Ma torniamo alle intercettazioni. Mancino avrebbe spinto per evitare il confronto con Martelli. A tale scopo avrebbe telefonato oltre che a D’Ambrosio, anche al procuratore della Repubblica di Palermo Messineo. Sia il Fatto Quotidiano che Repubblica hanno scritto che però di fatto la cosa non andò porto in quanto il confronto poi ci fu. Lo stesso afferma Messineo in un’intervista di oggi al Corriere della Sera, negando di aver ricevuto pressioni di Mancino in tal senso. E’ vero che il confronto davanti ai pm ci fu e che si svolse, come ricorda oggi Repubblica, l’11 aprile alla presenza tra gli altri anche di Messineo.Ma c’è un piccolo errore di date: si tratta dell’11 aprile 2011, quindi ben prima che questa vicenda avesse inizio, e non dell’11 aprile 2012. Ad impensierire Mancino a marzo-aprile di quest’anno è evidentemente un altro confronto con Martelli a cui rischia di essere sottoposto, dopo la disastrosa performance della deposizione del 24 febbraio: i pm hanno infatti chiesto al giudice il confronto in aula tra i due ex ministri e tra Mancino e Scotti. Confronti questi che effettivamente non si sono tenuti, in quanto rigettati durante l’udienza del 20 aprile dal presidente Fontana che li ha ritenuti irrilevanti.

PARLA ALLA SUOCERA PERCHE’ NUORA INTENDA

Dalle telefonate di Mancino scopriamo anche il senso reale dell’iniziativa intrapresa dal PG Vitaliano Esposito a marzo, quando richiese a Caltanissetta gli atti dell’indagine su via D’Amelio all’indomani dell’ordinanza di custodia cautelare. Ufficialmente lo scopo era verificare che la Procura Generale nissena retta da Roberto Scarpinato avesse esercitato adeguatamente il ruolo di controllo sulla Procura della Repubblica. Ma probabilmente doveva essere un segnale più generale, da dare innanzitutto a Palermo, come si deduce dalle parole di Mancino che si congratula a telefono con Esposito per aver dato “un segnale forte” con questa iniziativa “in difesa dei politici”.

■ **Materiale mostrato**
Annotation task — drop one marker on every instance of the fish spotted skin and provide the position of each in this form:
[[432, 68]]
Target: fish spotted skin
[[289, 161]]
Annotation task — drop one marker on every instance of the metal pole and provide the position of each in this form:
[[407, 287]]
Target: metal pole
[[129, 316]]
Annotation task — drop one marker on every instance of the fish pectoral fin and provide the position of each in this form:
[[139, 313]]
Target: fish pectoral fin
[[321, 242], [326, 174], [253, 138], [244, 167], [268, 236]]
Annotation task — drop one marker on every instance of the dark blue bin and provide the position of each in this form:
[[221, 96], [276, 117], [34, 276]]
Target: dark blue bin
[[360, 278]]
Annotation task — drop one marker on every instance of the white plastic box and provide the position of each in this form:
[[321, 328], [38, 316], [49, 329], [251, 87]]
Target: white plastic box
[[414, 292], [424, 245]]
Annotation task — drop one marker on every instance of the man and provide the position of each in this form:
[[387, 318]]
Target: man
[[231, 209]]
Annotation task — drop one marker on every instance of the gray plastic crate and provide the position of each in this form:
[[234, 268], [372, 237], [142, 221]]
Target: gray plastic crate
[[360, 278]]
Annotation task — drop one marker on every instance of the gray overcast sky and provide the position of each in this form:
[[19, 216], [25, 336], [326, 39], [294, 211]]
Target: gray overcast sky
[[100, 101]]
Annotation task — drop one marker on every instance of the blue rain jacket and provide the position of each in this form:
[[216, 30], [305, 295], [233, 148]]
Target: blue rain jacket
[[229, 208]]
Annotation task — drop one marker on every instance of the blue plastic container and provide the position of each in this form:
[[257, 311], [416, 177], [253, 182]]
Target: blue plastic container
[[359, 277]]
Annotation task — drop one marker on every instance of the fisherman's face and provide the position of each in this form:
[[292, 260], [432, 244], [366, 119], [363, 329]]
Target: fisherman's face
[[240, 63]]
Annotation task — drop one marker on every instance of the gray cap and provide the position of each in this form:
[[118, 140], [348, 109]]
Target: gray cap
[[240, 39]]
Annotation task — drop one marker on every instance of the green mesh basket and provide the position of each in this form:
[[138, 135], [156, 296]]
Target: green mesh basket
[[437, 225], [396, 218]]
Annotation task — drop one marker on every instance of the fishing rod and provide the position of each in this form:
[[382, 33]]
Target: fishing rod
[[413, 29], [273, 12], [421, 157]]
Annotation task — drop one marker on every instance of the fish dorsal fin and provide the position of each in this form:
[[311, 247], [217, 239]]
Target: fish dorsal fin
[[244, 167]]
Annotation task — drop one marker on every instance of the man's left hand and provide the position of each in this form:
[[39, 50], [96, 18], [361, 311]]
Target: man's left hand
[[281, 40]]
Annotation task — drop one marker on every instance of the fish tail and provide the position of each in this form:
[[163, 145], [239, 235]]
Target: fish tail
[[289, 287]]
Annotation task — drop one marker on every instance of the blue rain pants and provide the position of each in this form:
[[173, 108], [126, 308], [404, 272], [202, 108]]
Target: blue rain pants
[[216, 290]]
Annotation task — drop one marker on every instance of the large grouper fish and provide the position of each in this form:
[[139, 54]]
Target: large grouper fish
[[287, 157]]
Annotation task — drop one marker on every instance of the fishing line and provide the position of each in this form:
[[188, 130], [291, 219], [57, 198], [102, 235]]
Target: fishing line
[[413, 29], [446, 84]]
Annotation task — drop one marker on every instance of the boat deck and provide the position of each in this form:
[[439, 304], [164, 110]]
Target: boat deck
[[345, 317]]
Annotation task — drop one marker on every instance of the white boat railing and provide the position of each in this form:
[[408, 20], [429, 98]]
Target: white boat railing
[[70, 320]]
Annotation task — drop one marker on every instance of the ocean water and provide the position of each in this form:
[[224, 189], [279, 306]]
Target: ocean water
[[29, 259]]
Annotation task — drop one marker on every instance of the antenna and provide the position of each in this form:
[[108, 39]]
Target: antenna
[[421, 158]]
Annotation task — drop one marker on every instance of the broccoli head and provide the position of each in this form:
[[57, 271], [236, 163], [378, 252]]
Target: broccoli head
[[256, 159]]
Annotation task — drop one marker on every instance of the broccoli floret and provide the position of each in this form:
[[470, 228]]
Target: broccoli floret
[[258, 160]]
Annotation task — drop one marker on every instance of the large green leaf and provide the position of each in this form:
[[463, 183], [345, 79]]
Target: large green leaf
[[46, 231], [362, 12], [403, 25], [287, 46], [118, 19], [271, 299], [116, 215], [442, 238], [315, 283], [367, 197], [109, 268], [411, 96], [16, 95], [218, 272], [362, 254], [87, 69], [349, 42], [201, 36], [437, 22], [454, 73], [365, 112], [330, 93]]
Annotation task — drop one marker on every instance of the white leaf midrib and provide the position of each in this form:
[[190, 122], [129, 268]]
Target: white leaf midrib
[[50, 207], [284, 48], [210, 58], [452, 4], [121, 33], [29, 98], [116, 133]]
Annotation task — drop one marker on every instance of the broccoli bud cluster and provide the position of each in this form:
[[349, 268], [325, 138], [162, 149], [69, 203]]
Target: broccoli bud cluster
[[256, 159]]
==
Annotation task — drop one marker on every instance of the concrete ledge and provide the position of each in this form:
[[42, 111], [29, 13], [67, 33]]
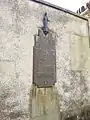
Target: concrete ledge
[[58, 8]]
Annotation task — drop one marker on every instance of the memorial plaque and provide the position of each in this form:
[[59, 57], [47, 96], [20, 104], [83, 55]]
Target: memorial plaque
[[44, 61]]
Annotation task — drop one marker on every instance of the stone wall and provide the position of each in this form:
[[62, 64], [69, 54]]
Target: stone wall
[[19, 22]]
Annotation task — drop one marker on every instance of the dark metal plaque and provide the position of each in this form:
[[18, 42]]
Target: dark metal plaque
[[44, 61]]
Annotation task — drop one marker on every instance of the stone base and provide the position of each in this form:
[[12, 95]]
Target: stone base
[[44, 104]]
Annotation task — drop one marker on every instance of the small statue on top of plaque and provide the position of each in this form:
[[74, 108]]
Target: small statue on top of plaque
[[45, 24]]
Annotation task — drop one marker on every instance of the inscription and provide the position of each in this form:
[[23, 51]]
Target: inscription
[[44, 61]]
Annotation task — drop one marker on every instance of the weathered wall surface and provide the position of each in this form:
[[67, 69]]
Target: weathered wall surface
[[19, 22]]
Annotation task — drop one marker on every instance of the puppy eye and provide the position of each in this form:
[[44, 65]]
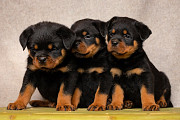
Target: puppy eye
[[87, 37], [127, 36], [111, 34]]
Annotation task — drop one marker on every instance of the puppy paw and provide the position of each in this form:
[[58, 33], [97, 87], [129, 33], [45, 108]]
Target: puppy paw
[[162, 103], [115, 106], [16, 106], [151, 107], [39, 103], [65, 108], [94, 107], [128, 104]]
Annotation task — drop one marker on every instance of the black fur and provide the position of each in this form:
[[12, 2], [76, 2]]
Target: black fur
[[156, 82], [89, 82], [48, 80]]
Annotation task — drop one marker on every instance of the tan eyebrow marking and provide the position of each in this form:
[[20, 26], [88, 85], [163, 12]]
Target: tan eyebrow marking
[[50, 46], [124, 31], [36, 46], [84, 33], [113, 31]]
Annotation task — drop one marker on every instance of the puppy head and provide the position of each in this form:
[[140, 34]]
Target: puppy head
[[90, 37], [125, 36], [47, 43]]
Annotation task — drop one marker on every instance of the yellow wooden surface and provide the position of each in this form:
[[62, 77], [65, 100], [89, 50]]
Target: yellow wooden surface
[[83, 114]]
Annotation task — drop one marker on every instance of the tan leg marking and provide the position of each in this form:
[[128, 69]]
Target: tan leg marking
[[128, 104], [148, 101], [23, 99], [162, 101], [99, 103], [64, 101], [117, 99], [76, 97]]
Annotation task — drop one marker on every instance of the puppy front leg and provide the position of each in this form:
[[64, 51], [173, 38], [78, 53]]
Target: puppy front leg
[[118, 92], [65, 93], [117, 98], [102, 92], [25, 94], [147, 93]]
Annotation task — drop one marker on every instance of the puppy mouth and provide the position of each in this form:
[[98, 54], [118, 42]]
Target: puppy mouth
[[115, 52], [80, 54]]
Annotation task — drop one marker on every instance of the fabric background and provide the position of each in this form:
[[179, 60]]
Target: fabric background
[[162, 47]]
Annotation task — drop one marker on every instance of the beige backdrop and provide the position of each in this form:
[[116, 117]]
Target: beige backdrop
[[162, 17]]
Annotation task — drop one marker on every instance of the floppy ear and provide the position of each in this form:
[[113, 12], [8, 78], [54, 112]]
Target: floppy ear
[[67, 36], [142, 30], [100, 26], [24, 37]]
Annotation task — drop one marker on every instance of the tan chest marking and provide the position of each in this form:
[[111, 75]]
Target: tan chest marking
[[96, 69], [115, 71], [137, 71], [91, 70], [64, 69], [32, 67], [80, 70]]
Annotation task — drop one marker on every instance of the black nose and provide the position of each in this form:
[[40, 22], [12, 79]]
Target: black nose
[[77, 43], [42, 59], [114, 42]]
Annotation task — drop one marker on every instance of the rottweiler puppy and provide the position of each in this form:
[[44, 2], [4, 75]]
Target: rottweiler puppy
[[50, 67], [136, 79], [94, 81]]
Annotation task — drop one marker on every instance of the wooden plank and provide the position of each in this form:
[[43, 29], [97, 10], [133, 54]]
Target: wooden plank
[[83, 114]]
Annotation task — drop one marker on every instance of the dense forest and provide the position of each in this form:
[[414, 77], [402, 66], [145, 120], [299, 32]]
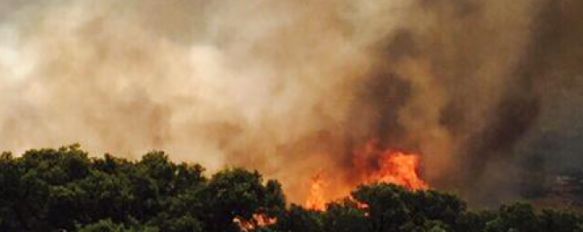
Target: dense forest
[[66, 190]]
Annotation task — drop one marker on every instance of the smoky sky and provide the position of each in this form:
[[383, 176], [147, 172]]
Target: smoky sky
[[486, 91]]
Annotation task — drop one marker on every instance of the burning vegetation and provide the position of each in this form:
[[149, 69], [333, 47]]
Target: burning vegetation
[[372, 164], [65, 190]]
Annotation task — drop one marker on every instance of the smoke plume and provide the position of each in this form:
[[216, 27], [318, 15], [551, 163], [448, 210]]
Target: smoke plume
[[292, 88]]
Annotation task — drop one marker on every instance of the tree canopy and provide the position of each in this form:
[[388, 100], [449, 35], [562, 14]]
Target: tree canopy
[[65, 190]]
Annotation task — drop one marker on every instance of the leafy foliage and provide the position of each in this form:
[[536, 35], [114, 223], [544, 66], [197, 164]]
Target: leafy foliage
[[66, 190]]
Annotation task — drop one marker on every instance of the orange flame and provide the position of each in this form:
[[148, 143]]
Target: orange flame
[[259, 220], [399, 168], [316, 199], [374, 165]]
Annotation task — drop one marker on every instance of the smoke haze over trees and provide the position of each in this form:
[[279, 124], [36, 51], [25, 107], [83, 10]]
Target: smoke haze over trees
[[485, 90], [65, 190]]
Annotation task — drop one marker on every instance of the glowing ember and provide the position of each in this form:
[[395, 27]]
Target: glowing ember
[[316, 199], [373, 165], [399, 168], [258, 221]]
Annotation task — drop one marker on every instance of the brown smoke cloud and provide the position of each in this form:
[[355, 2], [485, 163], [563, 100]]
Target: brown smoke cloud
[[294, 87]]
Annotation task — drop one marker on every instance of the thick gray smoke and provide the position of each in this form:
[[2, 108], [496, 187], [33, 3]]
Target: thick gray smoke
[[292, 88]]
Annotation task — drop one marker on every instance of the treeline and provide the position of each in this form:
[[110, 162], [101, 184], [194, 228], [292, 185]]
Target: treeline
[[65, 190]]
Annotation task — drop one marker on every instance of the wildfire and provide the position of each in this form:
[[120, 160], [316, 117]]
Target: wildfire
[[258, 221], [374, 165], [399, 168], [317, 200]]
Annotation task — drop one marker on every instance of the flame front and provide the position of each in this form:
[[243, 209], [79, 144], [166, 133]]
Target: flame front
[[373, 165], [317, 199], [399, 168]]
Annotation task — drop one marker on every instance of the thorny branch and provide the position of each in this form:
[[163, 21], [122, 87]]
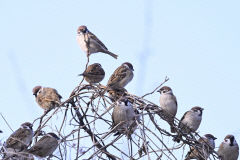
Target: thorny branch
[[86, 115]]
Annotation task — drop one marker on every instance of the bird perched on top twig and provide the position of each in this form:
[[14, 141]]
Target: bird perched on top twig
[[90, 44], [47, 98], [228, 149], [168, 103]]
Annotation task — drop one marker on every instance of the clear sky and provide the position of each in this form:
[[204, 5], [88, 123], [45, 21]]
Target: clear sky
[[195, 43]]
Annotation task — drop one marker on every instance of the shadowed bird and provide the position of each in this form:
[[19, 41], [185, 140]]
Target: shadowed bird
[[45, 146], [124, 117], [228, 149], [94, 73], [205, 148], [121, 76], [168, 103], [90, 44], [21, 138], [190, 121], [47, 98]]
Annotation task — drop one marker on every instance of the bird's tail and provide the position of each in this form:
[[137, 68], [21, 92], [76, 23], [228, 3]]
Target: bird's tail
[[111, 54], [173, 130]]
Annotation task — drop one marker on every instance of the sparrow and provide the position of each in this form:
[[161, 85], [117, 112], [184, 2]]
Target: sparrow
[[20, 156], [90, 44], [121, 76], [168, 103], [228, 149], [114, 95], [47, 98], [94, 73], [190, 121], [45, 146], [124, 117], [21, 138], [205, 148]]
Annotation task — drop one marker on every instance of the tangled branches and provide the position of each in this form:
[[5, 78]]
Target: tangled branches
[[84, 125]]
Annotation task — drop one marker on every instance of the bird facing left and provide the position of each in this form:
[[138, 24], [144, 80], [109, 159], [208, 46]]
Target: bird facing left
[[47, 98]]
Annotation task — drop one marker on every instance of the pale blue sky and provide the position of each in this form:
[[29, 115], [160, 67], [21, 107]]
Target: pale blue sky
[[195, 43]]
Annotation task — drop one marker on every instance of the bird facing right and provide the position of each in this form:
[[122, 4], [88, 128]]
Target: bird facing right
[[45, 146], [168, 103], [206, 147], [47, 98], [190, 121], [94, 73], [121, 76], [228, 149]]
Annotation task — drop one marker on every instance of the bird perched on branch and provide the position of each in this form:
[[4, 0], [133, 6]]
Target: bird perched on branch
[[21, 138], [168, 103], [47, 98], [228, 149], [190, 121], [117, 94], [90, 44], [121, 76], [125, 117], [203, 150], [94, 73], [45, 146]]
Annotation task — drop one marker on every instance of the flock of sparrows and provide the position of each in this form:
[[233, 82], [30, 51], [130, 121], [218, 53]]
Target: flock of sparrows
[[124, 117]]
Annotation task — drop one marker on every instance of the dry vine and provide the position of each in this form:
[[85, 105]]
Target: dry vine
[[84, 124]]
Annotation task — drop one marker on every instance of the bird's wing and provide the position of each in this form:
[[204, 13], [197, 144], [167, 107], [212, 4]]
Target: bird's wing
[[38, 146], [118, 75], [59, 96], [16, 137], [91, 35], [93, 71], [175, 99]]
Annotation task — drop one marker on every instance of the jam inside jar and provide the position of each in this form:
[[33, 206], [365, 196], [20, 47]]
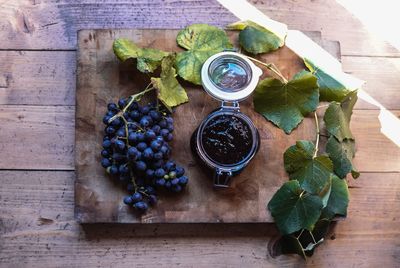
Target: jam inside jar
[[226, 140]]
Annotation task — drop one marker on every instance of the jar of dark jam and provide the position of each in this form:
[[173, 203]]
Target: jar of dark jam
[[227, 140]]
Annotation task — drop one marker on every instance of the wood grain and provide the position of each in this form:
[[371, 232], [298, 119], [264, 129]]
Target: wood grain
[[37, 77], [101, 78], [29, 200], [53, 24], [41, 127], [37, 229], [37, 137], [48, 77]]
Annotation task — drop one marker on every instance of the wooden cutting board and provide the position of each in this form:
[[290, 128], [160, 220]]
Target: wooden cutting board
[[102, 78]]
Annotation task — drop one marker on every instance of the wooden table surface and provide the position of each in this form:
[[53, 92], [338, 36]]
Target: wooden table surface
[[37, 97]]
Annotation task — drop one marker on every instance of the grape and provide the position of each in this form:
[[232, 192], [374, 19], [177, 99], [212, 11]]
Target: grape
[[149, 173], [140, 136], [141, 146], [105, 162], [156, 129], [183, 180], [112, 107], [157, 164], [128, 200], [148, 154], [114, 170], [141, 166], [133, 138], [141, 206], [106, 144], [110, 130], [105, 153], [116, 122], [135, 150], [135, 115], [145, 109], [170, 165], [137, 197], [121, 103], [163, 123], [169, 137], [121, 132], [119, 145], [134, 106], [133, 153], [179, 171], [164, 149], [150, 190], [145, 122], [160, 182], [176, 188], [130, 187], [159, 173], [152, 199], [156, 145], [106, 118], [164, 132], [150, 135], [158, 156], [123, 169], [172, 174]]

■ **Consegna 1**
Nel brano sulle intercettazioni di Mancino, in quale data si tenne realmente il confronto davanti ai pm a cui assistette anche Messineo?
■ **Consegna 2**
Riprendi il brano sulle intercettazioni di Mancino e proseguilo a partire dalla sua ultima frase.

■ **Risposta 1**
L'11 aprile 2011.

■ **Risposta 2**
LA PAURA DI MANCINO, IL VERO RUOLO DI NAPOLITANO

Emergono con prepotenza due fatti. Uno già lo abbiamo esaminato ed è il fermento che pervade i più alti vertici dello Stato che temono gli sviluppi dell’inchiesta palermitana e l’incriminazione di esponenti dello Stato che condussero la trattativa. Uno Stato, diceva Sciascia, non può processare se stesso. L’altro fatto è la paura di Mancino che in questi ultimi mesi si è fatta sempre più forte man mano che il cerchio dei magistrati si stringeva, la paura di rimanere da solo con il cerino in mano.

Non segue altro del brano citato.